→ Challenge:
Rewrite the lines from the first one through the line containing "# rings of one", swapping "separate" for "distinct" and keeping everything else the same.

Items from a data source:
+ + +

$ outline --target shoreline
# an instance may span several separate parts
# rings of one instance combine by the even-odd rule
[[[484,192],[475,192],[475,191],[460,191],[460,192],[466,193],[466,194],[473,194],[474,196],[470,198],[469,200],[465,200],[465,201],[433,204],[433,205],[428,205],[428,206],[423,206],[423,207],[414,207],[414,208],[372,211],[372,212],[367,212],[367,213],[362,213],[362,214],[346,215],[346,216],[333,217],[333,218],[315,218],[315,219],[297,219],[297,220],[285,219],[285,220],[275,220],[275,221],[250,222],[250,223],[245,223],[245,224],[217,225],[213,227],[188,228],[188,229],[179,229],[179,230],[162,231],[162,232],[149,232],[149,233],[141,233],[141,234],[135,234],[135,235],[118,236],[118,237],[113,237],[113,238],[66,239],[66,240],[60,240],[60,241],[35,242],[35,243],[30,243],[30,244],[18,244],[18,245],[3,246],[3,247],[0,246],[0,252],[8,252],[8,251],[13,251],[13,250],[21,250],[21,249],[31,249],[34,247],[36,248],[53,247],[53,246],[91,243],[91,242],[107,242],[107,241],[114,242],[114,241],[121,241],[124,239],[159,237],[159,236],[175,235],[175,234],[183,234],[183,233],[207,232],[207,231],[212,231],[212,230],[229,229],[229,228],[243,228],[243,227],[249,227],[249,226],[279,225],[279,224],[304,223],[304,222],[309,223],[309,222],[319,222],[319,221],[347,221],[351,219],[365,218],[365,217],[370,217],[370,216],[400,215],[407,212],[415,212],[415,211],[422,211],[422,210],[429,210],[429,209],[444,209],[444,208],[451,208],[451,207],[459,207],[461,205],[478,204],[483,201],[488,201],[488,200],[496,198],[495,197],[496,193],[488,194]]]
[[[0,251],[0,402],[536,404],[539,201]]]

+ + +

→ Exercise answer:
$ outline --target shoreline
# an instance may span several distinct parts
# rings of one instance combine by the even-odd rule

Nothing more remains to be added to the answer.